# [BRANO SCELTO]
Giorgetti e Freni, la Lega anti spread

Luciano Capone

Una volta, quando parlavano i leghisti Borghi e Bagnai, i mercati entravano in fibrillazione. Ora, dopo i colpi di sole esitivi su extraprofitti e Npl, per rassicurare agenzie di rating e investitori il governo si affida ai due leghisti del Mef

Cinque anni fa, all’epoca del governo Conte, quando durante la sessione di bilancio parlavano gli esponenti della Lega – in particolare i no euro Borghi e Bagnai – lo spread si impennava e il ministro dell’Economia Giovanni Tria andava in fibrillazione. Ora, nel governo Meloni, sono invece proprio due leghisti ad avere il compito di rassicurare gli investitori e i mercati internazionali: Giancarlo Giorgetti e Federico Freni.

 

Archiviate le follie sul deficit e sui “minibot” della stagione gialloverde (anzi, Giorgetti con le norme sul Superbonus è colui che ha bloccato la cessione illimitata dei crediti, che aveva creato una sorta di moneta fiscale analoga ai minibot), gli esponenti della Lega ora sono quelli che insieme alla premier, Giorgia Meloni, più si impegnano a dare all’estero un’immagine non ostile nei confronti del mercato e di serietà nel controllo dei conti pubblici. 

 

Il ministro dell’Economia, Giorgetti, consapevole della delicatezza del momento, ha tentato di presentarsi agli osservatori come un arcigno custode del bilancio parlando in conferenza stampa di “schiaffoni” dati ai suoi colleghi ministri e imponendo una linea austera su materie molto sensibili come le pensioni. Ieri il  suo sottosegretario al Mef, Freni, in un’intervista al Financial Times ha ammesso un errore di comunicazione sulla tassa sugli “extraprofitti” e assicurato che non ci sarà alcun intervento sul mercato dei non performing loan (Npl): “Non siamo contro i mercati – ha detto Freni  –. Gli investitori esteri e i mercati dei capitali possono dare un importante impulso alla crescita economica dell’Italia”.

# [CONSEGNE]
1: Secondo il brano, per quale motivo il ministro Giorgetti ha parlato in conferenza stampa di “schiaffoni” dati ai colleghi ministri? Rispondi in una-tre frasi.
2: Cita dal brano, senza cambiare nulla, il passo che comincia con «Cinque anni fa, all’epoca» e prosegue fino a «e Federico Freni.».

# [RACCOLTA DATI]
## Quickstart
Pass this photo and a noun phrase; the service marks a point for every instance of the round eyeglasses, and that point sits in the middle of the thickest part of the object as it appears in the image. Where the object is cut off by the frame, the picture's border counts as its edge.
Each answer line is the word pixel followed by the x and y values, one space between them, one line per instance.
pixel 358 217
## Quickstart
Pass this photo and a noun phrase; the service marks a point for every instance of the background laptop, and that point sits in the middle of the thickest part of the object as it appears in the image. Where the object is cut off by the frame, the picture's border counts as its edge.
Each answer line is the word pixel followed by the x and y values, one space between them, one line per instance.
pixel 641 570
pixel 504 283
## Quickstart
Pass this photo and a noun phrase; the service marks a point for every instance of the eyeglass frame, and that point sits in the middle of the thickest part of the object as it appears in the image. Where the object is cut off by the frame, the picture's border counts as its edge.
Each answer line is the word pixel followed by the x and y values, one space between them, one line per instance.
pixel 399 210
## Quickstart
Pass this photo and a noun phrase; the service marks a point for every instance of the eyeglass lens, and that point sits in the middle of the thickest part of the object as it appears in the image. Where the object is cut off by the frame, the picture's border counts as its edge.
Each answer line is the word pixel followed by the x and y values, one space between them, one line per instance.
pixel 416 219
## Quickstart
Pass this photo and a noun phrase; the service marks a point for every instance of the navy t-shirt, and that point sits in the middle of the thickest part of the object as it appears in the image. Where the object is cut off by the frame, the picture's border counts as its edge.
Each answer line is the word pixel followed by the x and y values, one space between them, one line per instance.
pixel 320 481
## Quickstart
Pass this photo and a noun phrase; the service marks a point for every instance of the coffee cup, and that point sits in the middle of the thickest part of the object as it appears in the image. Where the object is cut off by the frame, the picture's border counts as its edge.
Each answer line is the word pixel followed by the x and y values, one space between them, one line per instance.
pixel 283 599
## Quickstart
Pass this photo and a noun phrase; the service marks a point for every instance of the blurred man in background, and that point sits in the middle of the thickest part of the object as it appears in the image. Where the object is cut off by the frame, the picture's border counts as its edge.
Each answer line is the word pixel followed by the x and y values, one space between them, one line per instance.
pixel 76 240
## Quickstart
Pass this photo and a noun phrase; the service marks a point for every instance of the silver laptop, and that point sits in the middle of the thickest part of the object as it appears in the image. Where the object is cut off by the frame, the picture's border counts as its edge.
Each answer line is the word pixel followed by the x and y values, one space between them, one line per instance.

# [SOLUZIONI PUNTO PER PUNTO]
1: Giorgetti, consapevole della delicatezza del momento, voleva presentarsi agli osservatori come un arcigno custode del bilancio. A questo scopo ha parlato di “schiaffoni” ai colleghi e ha imposto una linea austera su materie sensibili come le pensioni.

2:
Cinque anni fa, all’epoca del governo Conte, quando durante la sessione di bilancio parlavano gli esponenti della Lega – in particolare i no euro Borghi e Bagnai – lo spread si impennava e il ministro dell’Economia Giovanni Tria andava in fibrillazione. Ora, nel governo Meloni, sono invece proprio due leghisti ad avere il compito di rassicurare gli investitori e i mercati internazionali: Giancarlo Giorgetti e Federico Freni.